Text to read:
** Begin **

# Help with Bitting Bernese Puppy Behaviour



## lettsrj (Jan 27, 2011)

Hi,

I have a 13 weeks Bernese Mountain Dog and I really need some help.
We can't get him to stop bitting. He bites everything and everyone. We can't pet him without him turning his mouth to bite us and it really hurts. My hands have a different bruise everyday.
We have tried a few techniques:
Doing an loud ouch sound doesn't work as he thinks we are playing or something and it just bites stronger.
Holding his mouth just gets him more excited.
Ignoring him just makes him chance target to your ankles.
We tried substituting it for a toy, but he only thinks it's interesting for a few seconds.
Can you please give me some help and let me know if this behaviour is normal because I'm starting to worry as he is getting very big now and the biting is hurting more. We are getting very frustrated as we cannot pet him or have a relaxed play with him.


----------



## Liquidsunshine (Jan 24, 2011)

Hi I'll just post a few websites for you, the 2nd one is a blog where there are some instances of the owner dealing with nipping. May not be possible for you to copy her methods with a bernese mountain dog though!Got Puppy Nipping? Take the Clicker Approach | Karen Pryor Clickertraining
Blog7weeks
The Bite Stops Here by Dr Ian Dunbar


----------



## Dogless (Feb 26, 2010)

Maybe a short 'time out' when the pup becomes too excited and starts to lose control; in his crate if he is crate trained. This works well for me as long as the crate is never seen as a place of punishment....I say 'go to your bed' in a soft voice and give Kilo a treat when he goes in. I just use it for 2 - 10 minutes, he always comes back out far calmer and more than half the time falls asleep - he only tends to lose control now when he is overtired like a toddler who needs putting to bed. It also teaches him that any unacceptable behaviour swiftly ends play / interaction with his humans.

** End **

Task material:

** Begin **

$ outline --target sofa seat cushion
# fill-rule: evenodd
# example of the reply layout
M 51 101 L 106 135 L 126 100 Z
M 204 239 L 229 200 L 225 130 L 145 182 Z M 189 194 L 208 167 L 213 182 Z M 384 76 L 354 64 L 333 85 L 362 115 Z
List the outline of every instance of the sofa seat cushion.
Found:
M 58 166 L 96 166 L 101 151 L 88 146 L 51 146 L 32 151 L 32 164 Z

** End **

What to do:
1. Put every line of the entries into a JSON list of strings, one string per line, leaving out blank lines.
2. Write the next part of the puppy-biting thread, starting right after its final sentence.
The entries are unrelated to the puppy-biting thread.

Exercise answers:
1.
[
  "$ outline --target sofa seat cushion",
  "# fill-rule: evenodd",
  "# example of the reply layout",
  "M 51 101 L 106 135 L 126 100 Z",
  "M 204 239 L 229 200 L 225 130 L 145 182 Z M 189 194 L 208 167 L 213 182 Z M 384 76 L 354 64 L 333 85 L 362 115 Z",
  "List the outline of every instance of the sofa seat cushion.",
  "Found:",
  "M 58 166 L 96 166 L 101 151 L 88 146 L 51 146 L 32 151 L 32 164 Z"
]

2.
----------



## cocopop (May 31, 2010)

Hi,

Just as a thought, is your puppy getting a chance to do lots of chewing? 

Rawhide, nylabone, kongs, steralised marrowbone etc - all great for pups to release their 'chew' energy


----------



## bbear690 (Nov 23, 2010)

i have a 14 week old boxer and she will have a crazy 10 minutes before falling asleep so i have now taken to putting her in her crate when she starts jumping and biting and she goes off to sleep

i think she is like child fighting her sleep lol


----------



## ChatterPuss (Sep 4, 2010)

At our puppy training classes we have been taught to have a favourite toy to play with as a special reward I.e a cuddly that you can play tug of war with but as soon as his mouth gets near to your hands grab the other end of the toy. If he touches your hand the toy goes away and walk away. He will begin to realise that biting loses your attention and his favourite toy / game. This toy should not be left out for him to play with when unattended and only got out for special play time so he won't want to lose it !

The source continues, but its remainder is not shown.